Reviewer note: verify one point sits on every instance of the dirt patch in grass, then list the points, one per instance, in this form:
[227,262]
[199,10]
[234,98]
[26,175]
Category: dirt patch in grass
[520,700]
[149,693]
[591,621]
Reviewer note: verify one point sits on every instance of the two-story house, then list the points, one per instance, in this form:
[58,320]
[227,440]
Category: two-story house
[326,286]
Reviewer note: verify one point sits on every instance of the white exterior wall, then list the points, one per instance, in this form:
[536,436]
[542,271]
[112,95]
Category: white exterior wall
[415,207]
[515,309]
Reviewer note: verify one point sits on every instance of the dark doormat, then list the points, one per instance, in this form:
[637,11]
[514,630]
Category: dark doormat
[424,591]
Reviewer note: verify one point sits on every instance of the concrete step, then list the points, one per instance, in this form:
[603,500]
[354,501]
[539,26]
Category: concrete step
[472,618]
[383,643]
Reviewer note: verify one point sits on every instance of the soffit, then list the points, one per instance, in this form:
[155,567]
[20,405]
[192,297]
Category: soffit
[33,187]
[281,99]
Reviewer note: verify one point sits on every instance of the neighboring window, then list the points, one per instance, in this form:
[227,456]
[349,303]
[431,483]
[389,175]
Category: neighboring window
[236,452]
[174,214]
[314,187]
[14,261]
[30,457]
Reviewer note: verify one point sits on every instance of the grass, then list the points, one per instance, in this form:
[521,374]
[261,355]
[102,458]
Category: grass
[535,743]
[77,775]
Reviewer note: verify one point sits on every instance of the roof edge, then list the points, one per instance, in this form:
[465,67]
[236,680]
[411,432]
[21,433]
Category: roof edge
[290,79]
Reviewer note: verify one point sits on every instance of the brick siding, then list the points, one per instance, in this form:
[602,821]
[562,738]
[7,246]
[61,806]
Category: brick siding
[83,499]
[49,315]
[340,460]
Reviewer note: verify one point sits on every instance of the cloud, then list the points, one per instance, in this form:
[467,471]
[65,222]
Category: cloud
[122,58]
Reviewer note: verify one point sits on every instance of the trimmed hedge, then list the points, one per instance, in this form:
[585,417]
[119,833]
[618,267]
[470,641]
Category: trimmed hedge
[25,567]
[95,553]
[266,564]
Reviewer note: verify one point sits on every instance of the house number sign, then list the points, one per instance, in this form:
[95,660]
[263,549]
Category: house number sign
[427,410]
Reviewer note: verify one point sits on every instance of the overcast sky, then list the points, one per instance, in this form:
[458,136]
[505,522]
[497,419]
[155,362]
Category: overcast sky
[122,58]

★ ★ ★

» **Work order**: Each record is to be given again in full, exactly as it reads.

» **Written solution**:
Reviewer note: verify one point sits on every instance of the dirt patch in grass, then list the points, one per instance, in this form:
[227,262]
[199,10]
[234,98]
[26,175]
Category: dirt patch in grass
[520,700]
[149,693]
[591,621]
Reviewer note: verify one point sits on every instance of the two-story house, then list the points, one per instance, in this form:
[58,320]
[227,440]
Category: two-story house
[326,286]
Reviewer note: verify one point sits on every instance of the white exterior wall, then list the points, one per instance, in this form:
[536,436]
[542,271]
[112,95]
Category: white exterior wall
[415,207]
[515,309]
Reviewer note: verify one point sits on every instance of the dark doormat, then list the points, one per instance, in this form:
[637,11]
[514,630]
Category: dark doormat
[424,591]
Reviewer note: verify one point sits on every instance of the concrete step, then list the points, one per instance, in this form:
[603,500]
[354,501]
[539,26]
Category: concrete step
[472,618]
[383,643]
Reviewer note: verify one point sits on every instance of the soffit, then list the points, one per instance, in this form:
[155,567]
[20,405]
[192,297]
Category: soffit
[33,187]
[281,99]
Reviewer note: verify one point sits on every instance of the neighboring window, then list the points, one per instance, in this form:
[227,456]
[349,303]
[431,483]
[389,175]
Category: neighboring window
[236,452]
[174,214]
[314,187]
[14,261]
[30,457]
Reviewer note: verify one point sits on every instance of the grass, then list the points, one per instance, in this form:
[521,374]
[261,355]
[102,458]
Category: grass
[535,743]
[77,775]
Reviewer note: verify one point sits on every instance of the roof edge, then list the points, one per instance, in this form:
[465,67]
[236,680]
[411,432]
[21,433]
Category: roof edge
[290,79]
Reviewer note: verify one point sits on every instance of the brick siding, then list the points, one per instance, in this form:
[602,821]
[562,738]
[7,246]
[61,806]
Category: brick siding
[83,499]
[49,315]
[340,460]
Reviewer note: verify one point sits on every instance of the cloud, then list the points, one per instance, in this form:
[467,471]
[65,222]
Category: cloud
[122,58]
Reviewer note: verify one point sits on every instance of the trimmed hedge, then list the points, one per instance, in this form:
[585,417]
[119,833]
[618,267]
[470,641]
Category: trimmed hedge
[25,567]
[95,553]
[266,564]
Reviewer note: verify one point sits on every instance of the house number sign, then list the points, one per instance, in this form:
[95,660]
[263,549]
Category: house number sign
[427,410]
Reviewer note: verify one point sits on every instance of the overcast sky, then list the points, one per instance, in this form:
[458,136]
[505,522]
[497,419]
[155,362]
Category: overcast sky
[122,58]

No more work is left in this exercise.